| Action item |
Your answer must contain each line of the data, copied exactly.

Supplied material Block Start

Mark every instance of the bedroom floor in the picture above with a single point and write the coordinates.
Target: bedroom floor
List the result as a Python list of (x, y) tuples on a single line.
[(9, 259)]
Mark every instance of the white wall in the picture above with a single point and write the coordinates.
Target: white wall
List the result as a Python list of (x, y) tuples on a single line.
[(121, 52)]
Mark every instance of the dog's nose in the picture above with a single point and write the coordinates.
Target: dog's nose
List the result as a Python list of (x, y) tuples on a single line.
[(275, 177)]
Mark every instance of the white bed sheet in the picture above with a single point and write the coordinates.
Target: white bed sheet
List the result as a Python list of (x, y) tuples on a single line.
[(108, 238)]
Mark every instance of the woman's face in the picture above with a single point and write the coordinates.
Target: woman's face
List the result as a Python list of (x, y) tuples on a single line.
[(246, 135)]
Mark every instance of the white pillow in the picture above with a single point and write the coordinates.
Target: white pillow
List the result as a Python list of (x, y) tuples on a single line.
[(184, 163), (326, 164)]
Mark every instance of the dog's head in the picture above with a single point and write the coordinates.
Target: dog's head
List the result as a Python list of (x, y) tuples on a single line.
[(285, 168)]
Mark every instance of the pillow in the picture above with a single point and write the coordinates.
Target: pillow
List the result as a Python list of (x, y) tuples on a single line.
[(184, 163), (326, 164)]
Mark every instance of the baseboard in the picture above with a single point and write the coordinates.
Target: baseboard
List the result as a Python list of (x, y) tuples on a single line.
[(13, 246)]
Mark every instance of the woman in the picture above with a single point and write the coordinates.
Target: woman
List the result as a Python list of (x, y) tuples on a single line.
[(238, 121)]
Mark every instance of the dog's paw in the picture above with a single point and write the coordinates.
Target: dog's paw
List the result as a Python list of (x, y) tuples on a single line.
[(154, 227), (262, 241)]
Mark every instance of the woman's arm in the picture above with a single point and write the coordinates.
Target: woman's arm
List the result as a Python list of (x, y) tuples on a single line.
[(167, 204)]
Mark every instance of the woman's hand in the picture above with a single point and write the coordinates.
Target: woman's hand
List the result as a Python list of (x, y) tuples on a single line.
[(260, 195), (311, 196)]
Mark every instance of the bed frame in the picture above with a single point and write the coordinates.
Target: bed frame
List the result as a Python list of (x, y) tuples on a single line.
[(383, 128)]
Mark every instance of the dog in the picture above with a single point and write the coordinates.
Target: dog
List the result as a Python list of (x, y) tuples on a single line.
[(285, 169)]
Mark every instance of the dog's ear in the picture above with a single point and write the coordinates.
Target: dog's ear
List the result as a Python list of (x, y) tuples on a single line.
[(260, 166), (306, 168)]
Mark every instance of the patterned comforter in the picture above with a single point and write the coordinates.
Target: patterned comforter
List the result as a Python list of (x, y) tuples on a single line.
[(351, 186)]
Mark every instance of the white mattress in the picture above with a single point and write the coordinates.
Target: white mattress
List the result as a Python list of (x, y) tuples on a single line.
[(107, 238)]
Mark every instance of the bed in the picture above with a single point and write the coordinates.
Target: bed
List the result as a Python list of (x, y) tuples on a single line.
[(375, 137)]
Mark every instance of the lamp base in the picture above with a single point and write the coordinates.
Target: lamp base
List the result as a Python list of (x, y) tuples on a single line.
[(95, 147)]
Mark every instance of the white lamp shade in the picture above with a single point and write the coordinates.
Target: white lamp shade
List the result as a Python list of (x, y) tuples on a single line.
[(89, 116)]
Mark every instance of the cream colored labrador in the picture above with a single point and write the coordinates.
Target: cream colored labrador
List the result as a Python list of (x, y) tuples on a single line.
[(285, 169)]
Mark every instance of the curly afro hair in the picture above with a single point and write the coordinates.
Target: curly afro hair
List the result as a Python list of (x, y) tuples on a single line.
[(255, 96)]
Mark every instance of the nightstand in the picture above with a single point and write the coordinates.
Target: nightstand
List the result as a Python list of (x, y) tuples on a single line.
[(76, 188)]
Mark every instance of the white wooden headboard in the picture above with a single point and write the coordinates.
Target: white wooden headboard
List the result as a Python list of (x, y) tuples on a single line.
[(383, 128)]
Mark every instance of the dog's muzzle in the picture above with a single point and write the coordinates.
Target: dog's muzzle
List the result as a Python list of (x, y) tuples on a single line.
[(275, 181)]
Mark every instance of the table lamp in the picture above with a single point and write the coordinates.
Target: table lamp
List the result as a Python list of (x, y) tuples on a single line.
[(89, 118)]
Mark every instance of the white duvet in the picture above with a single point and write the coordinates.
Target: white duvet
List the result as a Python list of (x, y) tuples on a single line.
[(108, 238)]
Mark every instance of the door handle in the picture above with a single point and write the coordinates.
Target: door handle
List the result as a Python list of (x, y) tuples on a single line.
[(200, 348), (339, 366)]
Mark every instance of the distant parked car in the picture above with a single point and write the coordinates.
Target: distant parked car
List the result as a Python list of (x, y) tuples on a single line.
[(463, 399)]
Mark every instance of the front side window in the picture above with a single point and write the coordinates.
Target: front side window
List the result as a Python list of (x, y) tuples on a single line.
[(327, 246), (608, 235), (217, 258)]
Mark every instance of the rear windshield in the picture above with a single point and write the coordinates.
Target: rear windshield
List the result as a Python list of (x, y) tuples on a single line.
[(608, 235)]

Supplied material Block End

| Answer below |
Mark every instance of the bedroom floor in the picture above with a single point and write the coordinates.
Target: bedroom floor
List the result as a Python list of (x, y) tuples on a single line.
[(9, 259)]
Mark every instance of the white wall in the picture above with a single point and write the coordinates.
Target: white wall
List the result as a Python list of (x, y) tuples on a single line.
[(121, 52)]
Mark every instance of the dog's nose in the picture above with a single point and write the coordinates.
Target: dog's nose
List the result as a Python list of (x, y) tuples on a single line.
[(275, 177)]
Mark every instance of the white bed sheet in the picture above with a single point and write the coordinates.
Target: white bed sheet
List the result as a Python list of (x, y) tuples on a single line.
[(108, 238)]
Mark every instance of the woman's face in the picture above with a single point and write the coordinates.
Target: woman's face
List the result as a Python list of (x, y) tuples on a single line.
[(246, 135)]
Mark every instance of the white pillow in the picture above with a single point and write the coordinates.
Target: white pillow
List the result as a Python list of (x, y) tuples on a single line.
[(184, 163), (326, 164)]
Mark every instance of the dog's head in the picture above with a single point and write the coordinates.
Target: dog's head
List the result as a Python list of (x, y) tuples on a single line.
[(285, 168)]
Mark every instance of the pillow in the picture above with a single point and write the coordinates.
Target: pillow
List the result as a Python list of (x, y) tuples on a single line.
[(184, 163), (326, 164)]
Mark every instance of the baseboard in the picture above with a single point and write the coordinates.
Target: baseboard
List the result as a Python list of (x, y) tuples on a single line.
[(13, 246)]
Mark every instance of the woman in the picture above with a single point and write the coordinates.
Target: woman
List the result as a Python list of (x, y) tuples on a single line.
[(238, 121)]
Mark every instance of the dog's paw in the picture above with a single point and write the coordinates.
Target: dog's paw
List the result as a Python list of (x, y) tuples on a single line.
[(154, 227), (262, 241)]
Mark every instance of the woman's arm in the picture above with a single point and write the coordinates.
Target: woman's arm
List the result as a Python list of (x, y) tuples on a single line.
[(167, 204)]
Mark every instance of the woman's hand in the picture above with a single point and write the coordinates.
Target: woman's hand
List the result as a Python list of (x, y) tuples on a single line.
[(260, 195), (311, 196)]
Mark every instance of the bed frame in the picture above with a single point and write the coordinates.
Target: bed frame
List the result as a Python list of (x, y) tuples on a single line.
[(383, 128)]
Mark every instance of the dog in the picture above with a single point and write the coordinates.
Target: dog
List the result as a Python list of (x, y) tuples on a single line.
[(285, 169)]
Mark every instance of the dog's ear in the picture above with a single point and write the coordinates.
Target: dog's ear
List the result as a Python list of (x, y) tuples on a single line.
[(260, 166), (306, 168)]
Mark every instance of the patterned comforter in the picture above with a single point and write the coordinates.
Target: patterned comforter
List the result as a Python list of (x, y) tuples on a single line.
[(351, 186)]
Mark every instance of the white mattress in the picture above with a single point and write the coordinates.
Target: white mattress
List the result as a Python list of (x, y) tuples on a single line.
[(107, 238)]
Mark every instance of the bed in the picture above with a single point and write the coordinates.
Target: bed
List the result as a Python list of (x, y) tuples on a single line.
[(375, 137)]
Mark every instance of the lamp base in the picture above with a single point and write the coordinates.
Target: lamp base
List the result as a Python list of (x, y) tuples on a single line.
[(95, 147)]
Mark every instance of the white lamp shade in the picture above with a single point and write the coordinates.
Target: white lamp shade
List the result as a Python list of (x, y) tuples on a single line.
[(89, 116)]
Mark every instance of the cream colored labrador in the picture above with a single point and write the coordinates.
Target: cream colored labrador
List the result as a Python list of (x, y) tuples on a single line.
[(285, 169)]
Mark every instance of the curly afro hair in the picture above with a single point and write the coordinates.
Target: curly afro hair
List the result as a Python list of (x, y) tuples on a single line.
[(255, 96)]
Mark every instance of the nightstand in the picture above with a single point and write the coordinates.
Target: nightstand
List the result as a Python list of (x, y) tuples on a single line.
[(76, 188)]
Mark every instance of the white wooden headboard in the picture above with a single point and write the coordinates.
Target: white wooden headboard
List the result as a Python list of (x, y) tuples on a single line.
[(383, 128)]
Mark every instance of the dog's muzzle in the picture above with a single point and write the coordinates.
Target: dog's muzzle
List the result as a Python list of (x, y) tuples on a single line.
[(275, 181)]
Mark every instance of the table lamp in the picture above with a single point and write the coordinates.
Target: table lamp
List the result as a Python list of (x, y) tuples on a single line.
[(89, 118)]
Mark every instance of the white duvet in the picture above with a single point and write the coordinates.
Target: white duvet
List the result as a Python list of (x, y) tuples on a single line.
[(108, 238)]
Mark every instance of the door handle in the picture above with a single point and write the coordinates.
Target: door handle
List the result as a Python list of (x, y) tuples on a single line.
[(200, 348), (339, 366)]
Mark every instance of the distant parked car in the picture above with a single point and write the coordinates.
Target: distant parked car
List the result as a Python list of (x, y) tuples on a single line.
[(463, 399)]
Mark every instance of the front side window in the picture above with a single point and write the coordinates.
Target: front side window
List the result as a Python list of (x, y) tuples on a single line.
[(327, 246), (608, 235), (217, 258)]
Mark every instance of the rear windshield in the picture above with a single point and write the coordinates.
Target: rear windshield
List the result as a Python list of (x, y) tuples on a single line.
[(608, 235)]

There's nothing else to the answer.